What you need to do - In the lines below, find the one that contains "Security camera analysis — pinpoint the cobblestone" and write it out exactly, along with every line that follows it.

#### The input

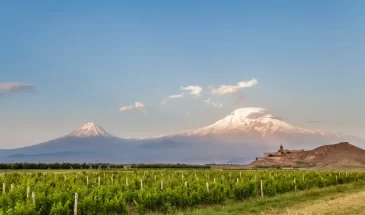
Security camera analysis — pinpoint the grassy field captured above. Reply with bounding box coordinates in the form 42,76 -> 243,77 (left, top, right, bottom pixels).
0,169 -> 365,215
146,182 -> 365,215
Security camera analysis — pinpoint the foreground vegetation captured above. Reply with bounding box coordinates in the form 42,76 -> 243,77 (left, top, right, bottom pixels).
0,169 -> 365,215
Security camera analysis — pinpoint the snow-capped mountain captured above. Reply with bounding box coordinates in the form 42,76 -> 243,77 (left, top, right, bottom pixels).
67,122 -> 113,138
0,108 -> 365,163
183,107 -> 348,137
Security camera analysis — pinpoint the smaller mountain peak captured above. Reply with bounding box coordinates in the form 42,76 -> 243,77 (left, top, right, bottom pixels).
69,122 -> 112,137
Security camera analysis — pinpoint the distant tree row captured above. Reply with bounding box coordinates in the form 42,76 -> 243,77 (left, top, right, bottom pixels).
0,163 -> 210,170
130,163 -> 210,169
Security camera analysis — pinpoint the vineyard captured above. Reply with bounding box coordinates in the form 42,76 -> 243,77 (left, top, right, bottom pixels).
0,170 -> 365,215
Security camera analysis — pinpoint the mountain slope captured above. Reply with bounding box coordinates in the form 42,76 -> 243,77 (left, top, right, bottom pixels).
67,122 -> 113,138
250,142 -> 365,167
0,108 -> 365,163
298,142 -> 365,165
180,107 -> 359,149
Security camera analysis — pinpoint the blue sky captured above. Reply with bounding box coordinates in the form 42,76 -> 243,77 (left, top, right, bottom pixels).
0,0 -> 365,148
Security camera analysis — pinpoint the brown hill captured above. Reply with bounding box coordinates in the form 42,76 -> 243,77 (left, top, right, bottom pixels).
297,142 -> 365,165
249,142 -> 365,167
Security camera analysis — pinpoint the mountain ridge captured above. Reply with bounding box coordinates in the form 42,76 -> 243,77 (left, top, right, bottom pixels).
0,108 -> 365,164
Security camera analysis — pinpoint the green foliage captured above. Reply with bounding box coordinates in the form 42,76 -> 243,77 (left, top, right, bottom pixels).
0,169 -> 365,215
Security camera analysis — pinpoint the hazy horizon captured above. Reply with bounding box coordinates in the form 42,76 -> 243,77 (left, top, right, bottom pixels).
0,1 -> 365,149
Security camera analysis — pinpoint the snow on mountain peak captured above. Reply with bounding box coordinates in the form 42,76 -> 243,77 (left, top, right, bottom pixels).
230,107 -> 268,118
68,122 -> 112,137
185,107 -> 309,136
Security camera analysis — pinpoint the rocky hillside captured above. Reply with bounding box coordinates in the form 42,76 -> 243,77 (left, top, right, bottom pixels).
250,142 -> 365,167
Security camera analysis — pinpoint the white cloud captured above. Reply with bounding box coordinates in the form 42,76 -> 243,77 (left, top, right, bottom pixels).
0,82 -> 34,95
161,93 -> 184,104
204,98 -> 223,108
212,78 -> 258,95
161,86 -> 203,105
184,112 -> 191,119
181,86 -> 203,96
119,102 -> 145,112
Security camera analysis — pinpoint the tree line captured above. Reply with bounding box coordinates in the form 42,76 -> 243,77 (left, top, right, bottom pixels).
0,163 -> 210,170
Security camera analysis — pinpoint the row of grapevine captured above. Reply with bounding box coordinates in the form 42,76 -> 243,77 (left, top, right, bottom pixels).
0,170 -> 365,215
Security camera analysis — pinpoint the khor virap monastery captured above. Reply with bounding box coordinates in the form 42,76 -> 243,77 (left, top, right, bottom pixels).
256,145 -> 304,160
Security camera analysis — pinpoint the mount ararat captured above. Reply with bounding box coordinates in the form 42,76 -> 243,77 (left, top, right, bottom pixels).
0,108 -> 365,164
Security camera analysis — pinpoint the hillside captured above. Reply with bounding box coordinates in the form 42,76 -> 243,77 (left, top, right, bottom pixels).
250,142 -> 365,167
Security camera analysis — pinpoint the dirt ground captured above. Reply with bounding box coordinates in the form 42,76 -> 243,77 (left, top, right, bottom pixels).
264,190 -> 365,215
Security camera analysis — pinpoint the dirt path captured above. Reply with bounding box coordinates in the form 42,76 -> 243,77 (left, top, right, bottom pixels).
264,190 -> 365,215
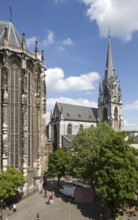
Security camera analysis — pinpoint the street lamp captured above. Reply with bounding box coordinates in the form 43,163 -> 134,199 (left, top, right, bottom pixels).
0,199 -> 3,220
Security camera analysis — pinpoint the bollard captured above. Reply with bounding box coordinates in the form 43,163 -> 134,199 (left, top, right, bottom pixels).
36,213 -> 39,220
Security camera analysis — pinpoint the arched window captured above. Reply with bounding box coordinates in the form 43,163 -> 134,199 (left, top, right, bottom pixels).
54,125 -> 58,150
114,107 -> 118,120
103,108 -> 108,121
79,124 -> 83,131
67,124 -> 72,134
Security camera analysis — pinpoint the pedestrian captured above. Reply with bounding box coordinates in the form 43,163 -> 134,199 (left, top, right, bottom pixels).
48,195 -> 53,204
44,190 -> 47,198
9,204 -> 13,210
13,204 -> 16,212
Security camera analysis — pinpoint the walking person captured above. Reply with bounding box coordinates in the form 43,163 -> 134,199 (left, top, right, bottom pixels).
13,204 -> 17,212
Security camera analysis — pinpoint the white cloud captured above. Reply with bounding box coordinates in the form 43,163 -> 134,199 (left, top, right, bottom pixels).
124,100 -> 138,111
62,38 -> 73,46
46,97 -> 97,124
123,120 -> 137,131
46,67 -> 100,92
54,0 -> 67,4
26,36 -> 37,47
82,0 -> 138,41
42,31 -> 55,47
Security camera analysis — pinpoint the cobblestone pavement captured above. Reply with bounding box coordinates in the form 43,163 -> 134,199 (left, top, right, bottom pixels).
3,193 -> 100,220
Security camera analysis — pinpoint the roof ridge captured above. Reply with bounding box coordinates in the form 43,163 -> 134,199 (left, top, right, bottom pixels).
57,102 -> 97,109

########

Solution to the exercise -
Security camera analysis — pinpoint the cobblestone pavement captured above. Reply with bounding box coordinates in the form 43,163 -> 134,199 (left, top, right, bottom pixels).
3,193 -> 100,220
Security camera analysis — pinpoint the roof ridge captured above. Reply with bounding box coordinates in the form 43,163 -> 134,199 (left, top, right, bottom pixels).
57,102 -> 97,109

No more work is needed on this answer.